REQUEST ::
Rewrite the entries below, changing every "play-diagram index" to "street survey" and leaving the rest untouched.

(Collection entries)
--- BEGIN ---

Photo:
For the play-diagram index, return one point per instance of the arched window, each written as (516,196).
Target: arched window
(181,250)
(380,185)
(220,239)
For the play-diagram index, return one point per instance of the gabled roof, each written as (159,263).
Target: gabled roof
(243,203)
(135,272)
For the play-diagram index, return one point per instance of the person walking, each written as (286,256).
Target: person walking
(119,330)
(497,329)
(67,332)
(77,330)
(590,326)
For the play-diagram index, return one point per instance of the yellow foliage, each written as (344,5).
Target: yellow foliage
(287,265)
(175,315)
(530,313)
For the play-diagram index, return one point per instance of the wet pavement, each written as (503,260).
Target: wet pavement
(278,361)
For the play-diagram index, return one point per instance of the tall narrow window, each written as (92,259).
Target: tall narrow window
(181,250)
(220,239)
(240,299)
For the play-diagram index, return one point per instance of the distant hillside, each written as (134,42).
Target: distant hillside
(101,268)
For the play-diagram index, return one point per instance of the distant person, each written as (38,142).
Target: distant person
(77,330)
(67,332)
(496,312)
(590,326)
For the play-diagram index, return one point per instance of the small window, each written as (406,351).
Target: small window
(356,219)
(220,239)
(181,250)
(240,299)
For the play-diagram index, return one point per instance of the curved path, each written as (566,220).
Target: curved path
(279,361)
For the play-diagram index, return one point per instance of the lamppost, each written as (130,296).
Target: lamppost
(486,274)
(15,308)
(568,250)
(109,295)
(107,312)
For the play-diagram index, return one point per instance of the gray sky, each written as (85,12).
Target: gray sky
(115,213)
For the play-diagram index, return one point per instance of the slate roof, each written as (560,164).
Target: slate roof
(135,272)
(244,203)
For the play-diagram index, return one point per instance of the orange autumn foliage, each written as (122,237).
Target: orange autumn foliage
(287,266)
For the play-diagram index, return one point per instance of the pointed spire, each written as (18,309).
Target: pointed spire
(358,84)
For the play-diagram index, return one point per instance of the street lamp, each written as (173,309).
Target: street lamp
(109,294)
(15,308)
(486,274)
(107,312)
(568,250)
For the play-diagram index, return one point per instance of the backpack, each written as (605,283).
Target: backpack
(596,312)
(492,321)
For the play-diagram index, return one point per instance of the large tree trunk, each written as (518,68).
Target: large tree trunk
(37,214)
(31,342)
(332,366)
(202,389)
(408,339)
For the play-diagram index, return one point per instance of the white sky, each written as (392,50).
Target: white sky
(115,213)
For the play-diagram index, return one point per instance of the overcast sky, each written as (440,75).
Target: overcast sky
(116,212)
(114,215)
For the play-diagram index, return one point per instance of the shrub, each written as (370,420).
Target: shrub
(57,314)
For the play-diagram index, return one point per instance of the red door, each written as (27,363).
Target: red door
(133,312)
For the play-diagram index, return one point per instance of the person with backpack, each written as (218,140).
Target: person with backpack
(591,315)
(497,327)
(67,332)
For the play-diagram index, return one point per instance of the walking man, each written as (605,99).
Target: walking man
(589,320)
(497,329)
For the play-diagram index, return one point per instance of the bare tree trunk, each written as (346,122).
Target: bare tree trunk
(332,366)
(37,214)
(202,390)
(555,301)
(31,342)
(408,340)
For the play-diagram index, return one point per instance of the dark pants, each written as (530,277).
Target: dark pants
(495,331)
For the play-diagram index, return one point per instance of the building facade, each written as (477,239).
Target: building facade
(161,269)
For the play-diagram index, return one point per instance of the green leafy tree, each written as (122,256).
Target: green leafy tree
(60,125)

--- END ---

FULL RESPONSE ::
Photo:
For the street survey, return one point per instance of the arched window, each written as (516,196).
Target: arched window
(181,250)
(380,185)
(220,239)
For the street survey, return one point per instance of the gabled roof, each written as (159,263).
Target: gabled roof
(243,203)
(135,272)
For the street survey, return one point per instance of the person walking, each written as (286,256).
Target: person walking
(119,330)
(497,329)
(67,332)
(77,330)
(590,326)
For the street survey, return one point per instance of the yellow foliage, each written as (344,5).
Target: yellow foliage
(287,265)
(175,315)
(530,313)
For the street survey, return one point per instance of the wet pavement, each written as (503,260).
Target: wet pavement
(278,361)
For the street survey, return one point per instance of the tall narrow window, each written as (92,259).
Target: tall narrow window
(181,250)
(220,239)
(240,299)
For the street survey, return one point per instance of the distant hillside, each written as (134,42).
Target: distant hillside
(101,268)
For the street survey, return one point per instance of the distant person, each written as (38,142).
Target: distant person
(77,330)
(67,332)
(496,312)
(590,326)
For the street survey, return one point per instance of the small window, each written as (406,351).
Target: small window
(356,219)
(220,239)
(181,250)
(240,299)
For the street survey, return one point per instance of the curved path, each written as (566,220).
Target: curved path
(279,361)
For the street survey, return one point per instance of the lamppost, each written as (130,296).
Target: lamppost
(486,274)
(15,308)
(568,250)
(109,295)
(107,312)
For the street survey, return one point per instance of the gray sky, each written as (85,12).
Target: gray sky
(115,213)
For the street survey, return one point per instance of the slate roof, each written as (560,164).
Target: slate roof
(135,272)
(244,203)
For the street survey, return one point per instance of the orange autumn foliage, each written as (122,237).
Target: orange autumn foliage
(287,266)
For the street survey, return one point per instance of the pointed spire, each written as (18,309).
Target: pointed spire
(358,84)
For the street survey, return one point per instance of the street lamp, each written as (173,309).
Target: street lamp
(109,294)
(15,308)
(486,274)
(107,312)
(568,250)
For the street survey, return one point per instance of the backpack, each written as (605,283).
Target: backpack
(596,312)
(492,321)
For the street survey, return one point per instance of the large tree trunk, each written as (518,68).
Target: large tree trunk
(37,214)
(31,342)
(332,366)
(202,389)
(408,339)
For the street survey, return one point per instance of the white sky, each written as (392,50).
Target: white sky
(115,213)
For the street survey, return one point per instance of the overcast sky, each written as (440,75).
Target: overcast sky
(116,212)
(114,215)
For the street survey, return one point per instance of the shrub, each written as (370,420).
Target: shrub
(57,314)
For the street survey, return one point per instance of the red door, each written as (27,363).
Target: red door
(133,312)
For the street survey, return one point per instance of the person with backpack, each written as (218,140).
Target: person with backpack
(591,315)
(497,327)
(67,332)
For the street survey, return one point per instance of the walking man, each written as (605,99).
Target: walking man
(589,320)
(497,329)
For the street survey, return one point per instance of the bare tree trunk, each written as (346,122).
Target: bare tree trunk
(332,366)
(37,214)
(202,390)
(555,301)
(31,342)
(408,340)
For the street survey, return one point per instance of the dark pants, each written as (530,277).
Target: dark pants
(495,331)
For the street survey, return one point per instance of the building facade, each written as (477,239).
Target: building facade
(161,269)
For the street survey, return one point per instance of the green leafy tree, each written as (122,256).
Target: green leafy tree
(60,125)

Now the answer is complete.